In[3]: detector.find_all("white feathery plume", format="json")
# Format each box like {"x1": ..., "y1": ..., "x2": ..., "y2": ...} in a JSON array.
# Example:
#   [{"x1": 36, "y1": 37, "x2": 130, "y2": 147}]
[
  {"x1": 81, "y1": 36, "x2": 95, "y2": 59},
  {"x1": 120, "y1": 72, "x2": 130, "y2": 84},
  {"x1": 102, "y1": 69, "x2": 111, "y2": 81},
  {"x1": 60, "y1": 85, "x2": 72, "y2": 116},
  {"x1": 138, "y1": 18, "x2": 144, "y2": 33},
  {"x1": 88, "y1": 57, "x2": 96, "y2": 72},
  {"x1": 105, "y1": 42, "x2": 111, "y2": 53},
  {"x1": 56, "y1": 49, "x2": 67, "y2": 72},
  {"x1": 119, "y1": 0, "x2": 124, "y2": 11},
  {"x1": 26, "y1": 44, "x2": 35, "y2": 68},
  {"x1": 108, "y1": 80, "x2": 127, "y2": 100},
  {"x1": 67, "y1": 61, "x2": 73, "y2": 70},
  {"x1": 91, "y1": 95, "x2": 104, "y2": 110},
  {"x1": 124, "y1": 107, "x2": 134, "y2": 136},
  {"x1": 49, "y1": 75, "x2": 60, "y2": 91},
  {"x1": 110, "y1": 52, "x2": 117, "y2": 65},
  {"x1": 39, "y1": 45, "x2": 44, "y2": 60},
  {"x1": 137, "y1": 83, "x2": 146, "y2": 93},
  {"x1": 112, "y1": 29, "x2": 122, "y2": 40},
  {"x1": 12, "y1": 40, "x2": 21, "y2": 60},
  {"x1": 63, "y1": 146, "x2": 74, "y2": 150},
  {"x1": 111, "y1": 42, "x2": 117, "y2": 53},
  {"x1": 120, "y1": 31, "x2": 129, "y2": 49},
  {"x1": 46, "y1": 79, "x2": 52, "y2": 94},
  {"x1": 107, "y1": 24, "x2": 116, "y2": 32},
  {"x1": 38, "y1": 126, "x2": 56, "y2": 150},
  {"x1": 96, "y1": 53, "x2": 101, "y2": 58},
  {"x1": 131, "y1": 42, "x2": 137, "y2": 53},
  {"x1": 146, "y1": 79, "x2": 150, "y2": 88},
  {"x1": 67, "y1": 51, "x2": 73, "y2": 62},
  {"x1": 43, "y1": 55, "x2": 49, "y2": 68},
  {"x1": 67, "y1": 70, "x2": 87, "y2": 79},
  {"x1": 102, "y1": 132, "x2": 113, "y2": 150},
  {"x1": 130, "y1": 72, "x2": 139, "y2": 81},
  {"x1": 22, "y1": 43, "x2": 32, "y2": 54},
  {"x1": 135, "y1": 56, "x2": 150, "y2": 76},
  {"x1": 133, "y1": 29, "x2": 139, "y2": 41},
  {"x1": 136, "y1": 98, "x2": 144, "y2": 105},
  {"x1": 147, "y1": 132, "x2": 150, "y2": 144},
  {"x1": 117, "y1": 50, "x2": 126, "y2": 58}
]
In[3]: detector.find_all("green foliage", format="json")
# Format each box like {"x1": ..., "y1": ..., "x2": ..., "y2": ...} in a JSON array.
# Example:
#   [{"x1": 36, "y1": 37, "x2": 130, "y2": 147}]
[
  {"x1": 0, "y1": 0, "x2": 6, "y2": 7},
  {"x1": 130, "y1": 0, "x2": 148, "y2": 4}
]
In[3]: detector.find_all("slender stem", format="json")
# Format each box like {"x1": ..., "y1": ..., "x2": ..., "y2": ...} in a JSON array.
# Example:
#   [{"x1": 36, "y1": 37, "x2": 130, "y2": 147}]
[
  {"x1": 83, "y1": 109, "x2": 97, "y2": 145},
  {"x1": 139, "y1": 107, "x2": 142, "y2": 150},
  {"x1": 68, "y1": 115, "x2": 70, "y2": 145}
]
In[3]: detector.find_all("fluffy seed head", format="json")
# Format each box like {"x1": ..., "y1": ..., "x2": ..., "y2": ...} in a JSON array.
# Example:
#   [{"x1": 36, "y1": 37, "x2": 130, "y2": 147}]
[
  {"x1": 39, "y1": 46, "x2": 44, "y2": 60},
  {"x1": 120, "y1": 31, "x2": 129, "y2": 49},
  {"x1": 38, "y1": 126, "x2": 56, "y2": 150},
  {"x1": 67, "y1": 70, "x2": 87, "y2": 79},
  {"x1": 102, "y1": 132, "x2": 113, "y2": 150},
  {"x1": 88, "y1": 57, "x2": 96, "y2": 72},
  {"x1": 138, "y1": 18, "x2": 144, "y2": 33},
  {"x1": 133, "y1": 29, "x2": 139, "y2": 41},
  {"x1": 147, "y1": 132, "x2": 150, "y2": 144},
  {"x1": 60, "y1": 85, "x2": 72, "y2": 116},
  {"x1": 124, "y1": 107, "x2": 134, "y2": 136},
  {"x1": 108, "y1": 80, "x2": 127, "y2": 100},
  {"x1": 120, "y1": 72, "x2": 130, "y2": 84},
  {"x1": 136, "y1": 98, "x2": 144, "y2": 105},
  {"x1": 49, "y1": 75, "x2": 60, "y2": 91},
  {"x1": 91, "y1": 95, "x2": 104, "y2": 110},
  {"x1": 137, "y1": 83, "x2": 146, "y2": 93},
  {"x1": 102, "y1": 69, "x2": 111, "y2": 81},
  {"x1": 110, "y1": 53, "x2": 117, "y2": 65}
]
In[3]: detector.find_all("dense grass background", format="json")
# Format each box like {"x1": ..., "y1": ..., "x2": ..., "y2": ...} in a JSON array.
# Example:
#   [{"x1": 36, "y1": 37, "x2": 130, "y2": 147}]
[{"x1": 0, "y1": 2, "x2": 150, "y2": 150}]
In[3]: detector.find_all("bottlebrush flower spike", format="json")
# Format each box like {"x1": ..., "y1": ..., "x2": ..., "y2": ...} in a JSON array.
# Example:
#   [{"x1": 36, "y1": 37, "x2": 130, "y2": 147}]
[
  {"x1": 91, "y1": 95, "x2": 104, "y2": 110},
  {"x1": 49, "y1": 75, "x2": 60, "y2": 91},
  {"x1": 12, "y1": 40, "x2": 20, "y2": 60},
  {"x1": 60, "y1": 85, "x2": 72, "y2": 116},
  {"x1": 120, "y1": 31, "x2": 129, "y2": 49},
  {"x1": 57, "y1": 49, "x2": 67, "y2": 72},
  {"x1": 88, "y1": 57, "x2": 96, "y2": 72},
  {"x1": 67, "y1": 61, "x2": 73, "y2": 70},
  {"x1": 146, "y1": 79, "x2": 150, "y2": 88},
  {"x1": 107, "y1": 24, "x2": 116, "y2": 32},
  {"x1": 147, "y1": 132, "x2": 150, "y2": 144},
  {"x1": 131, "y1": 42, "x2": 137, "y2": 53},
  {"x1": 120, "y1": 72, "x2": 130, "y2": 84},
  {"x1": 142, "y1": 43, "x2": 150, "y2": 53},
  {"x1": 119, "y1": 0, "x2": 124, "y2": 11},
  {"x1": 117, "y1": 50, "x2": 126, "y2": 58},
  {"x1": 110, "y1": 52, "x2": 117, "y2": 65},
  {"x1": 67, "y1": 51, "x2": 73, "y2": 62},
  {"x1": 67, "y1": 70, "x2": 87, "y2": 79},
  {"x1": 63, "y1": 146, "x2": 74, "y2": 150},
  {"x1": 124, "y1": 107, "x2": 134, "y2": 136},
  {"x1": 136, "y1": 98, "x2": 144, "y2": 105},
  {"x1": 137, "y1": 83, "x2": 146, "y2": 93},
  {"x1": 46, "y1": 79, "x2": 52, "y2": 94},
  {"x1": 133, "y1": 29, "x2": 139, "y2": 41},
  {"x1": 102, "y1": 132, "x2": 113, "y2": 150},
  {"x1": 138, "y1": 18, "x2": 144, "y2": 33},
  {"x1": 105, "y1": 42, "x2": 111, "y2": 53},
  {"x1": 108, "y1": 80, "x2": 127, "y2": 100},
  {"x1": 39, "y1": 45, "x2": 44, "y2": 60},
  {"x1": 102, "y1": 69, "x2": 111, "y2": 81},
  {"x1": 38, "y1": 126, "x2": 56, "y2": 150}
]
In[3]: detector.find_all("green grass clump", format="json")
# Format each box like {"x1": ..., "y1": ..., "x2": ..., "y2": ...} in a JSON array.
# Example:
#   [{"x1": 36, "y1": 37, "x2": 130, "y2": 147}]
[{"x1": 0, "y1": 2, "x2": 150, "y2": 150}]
- - -
Find every line above that contains the word "grass" and copy each one. Case counts.

In[3]: detector.find_all("dense grass background", format="json")
In[3]: detector.find_all("green grass clump", format="json")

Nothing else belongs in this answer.